§ EXCERPT:
>>
During the evacuation the school buildings in Seaford were taken over by the French Canadians. They used the weather vane for target practise and shot off the North, South, East and West which were later found after the war in the flower beds in the garden.

All very light hearted memories, of no importance but I hope they are of some interest to you!


Wonderful! I do believe these memories are important, though. The numbers—how many children were relocated, what transportation, average distance travelled, destinations, costs, etc. —are, I'm sure, readily available on-line and in dusty books. The facts and the figures, however, don't really tell the human part of the story.

These recollections help me—and all of us—envision a time and a way of life that's disappearing all too quickly, no matter on which side of the Atlantic one resides. Memories of things like the fire drills, the rogue gardener, the clotted cream, and the Italian prisoners help re-create it all in a way that makes television programmes like Foyle's War so popular—at least here in the States.

Perhaps the most enduring pop-cultural reference to Britain's evacuation of children during World War II comes in the first chapter of C.S. Lewis's The Lion, the Witch and the Wardrobe, as described in Wikipedia : "The story begins in 1940 during World War II, when four siblings—Peter, Susan, Edmund, and Lucy Pevensie—are evacuated from London to escape the Blitz. They are sent to live with Professor Digory Kirke, who lives in a country house in the English countryside."

In Lewis's novel there is no reference to where, exactly, the children had been relocated, but it's easy to imagine that, had those Sons of Adam and the Daughters of Eve not become involved in their adventures beyond the wardrobe, they may have instead explored the area around Professor Kirke's country house and had much less fantastic, but quite meaningful, adventures like Ann's above.
<<
§ SHORT EXERCISE A: According to the evacuation memories, who took over the school buildings in Seaford?
The text and the listing that follows it are unrelated.

§ EXTRACTED RECORDS:
>>
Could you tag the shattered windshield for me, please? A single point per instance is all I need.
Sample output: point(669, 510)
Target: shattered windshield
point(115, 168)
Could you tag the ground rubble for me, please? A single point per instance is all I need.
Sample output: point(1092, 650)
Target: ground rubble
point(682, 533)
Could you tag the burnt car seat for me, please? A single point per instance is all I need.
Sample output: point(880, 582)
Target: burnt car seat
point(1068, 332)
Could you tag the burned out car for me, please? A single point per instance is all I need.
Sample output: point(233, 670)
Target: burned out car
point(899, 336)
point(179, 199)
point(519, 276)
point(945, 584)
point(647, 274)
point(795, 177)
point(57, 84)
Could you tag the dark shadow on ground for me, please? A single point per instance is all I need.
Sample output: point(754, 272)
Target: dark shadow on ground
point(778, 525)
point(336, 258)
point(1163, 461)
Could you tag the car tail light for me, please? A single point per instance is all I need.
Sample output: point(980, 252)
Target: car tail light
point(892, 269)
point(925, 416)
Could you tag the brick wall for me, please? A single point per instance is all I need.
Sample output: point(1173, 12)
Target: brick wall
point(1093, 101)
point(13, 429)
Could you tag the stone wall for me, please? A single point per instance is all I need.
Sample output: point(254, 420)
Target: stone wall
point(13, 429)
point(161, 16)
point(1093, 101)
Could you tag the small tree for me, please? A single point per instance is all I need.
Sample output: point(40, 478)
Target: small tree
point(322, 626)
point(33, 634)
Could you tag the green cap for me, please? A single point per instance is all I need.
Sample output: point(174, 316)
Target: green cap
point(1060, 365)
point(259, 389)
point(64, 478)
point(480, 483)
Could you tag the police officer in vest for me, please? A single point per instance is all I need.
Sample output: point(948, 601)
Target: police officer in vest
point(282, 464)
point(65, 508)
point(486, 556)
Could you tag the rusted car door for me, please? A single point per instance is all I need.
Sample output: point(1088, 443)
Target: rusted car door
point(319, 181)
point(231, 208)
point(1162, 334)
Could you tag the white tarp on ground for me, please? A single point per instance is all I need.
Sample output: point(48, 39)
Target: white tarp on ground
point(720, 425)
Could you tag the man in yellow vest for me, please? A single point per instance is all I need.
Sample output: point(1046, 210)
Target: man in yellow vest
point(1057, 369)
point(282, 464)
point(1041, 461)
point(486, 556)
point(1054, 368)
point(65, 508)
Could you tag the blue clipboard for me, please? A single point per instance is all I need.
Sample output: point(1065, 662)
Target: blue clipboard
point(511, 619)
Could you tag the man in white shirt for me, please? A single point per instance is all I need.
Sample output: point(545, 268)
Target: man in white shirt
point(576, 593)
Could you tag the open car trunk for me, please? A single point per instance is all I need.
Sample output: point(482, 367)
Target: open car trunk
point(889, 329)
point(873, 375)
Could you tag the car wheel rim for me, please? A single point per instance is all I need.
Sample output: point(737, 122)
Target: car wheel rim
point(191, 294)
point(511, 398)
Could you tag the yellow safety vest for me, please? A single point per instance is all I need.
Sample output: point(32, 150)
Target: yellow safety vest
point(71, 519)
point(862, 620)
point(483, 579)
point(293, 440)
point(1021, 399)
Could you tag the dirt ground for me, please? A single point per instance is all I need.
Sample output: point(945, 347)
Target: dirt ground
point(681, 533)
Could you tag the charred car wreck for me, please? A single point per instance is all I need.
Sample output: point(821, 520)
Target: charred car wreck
<<
§ SHORT EXERCISE B: Rewrite the listing from its first line through the line containing "point(115, 168)", swapping "shattered windshield" for "cracked windshield" and leaving everything else unchanged; return only those lines.

§ RESPONSE A: The French Canadians.

§ RESPONSE B:
Could you tag the cracked windshield for me, please? A single point per instance is all I need.
Sample output: point(669, 510)
Target: cracked windshield
point(115, 168)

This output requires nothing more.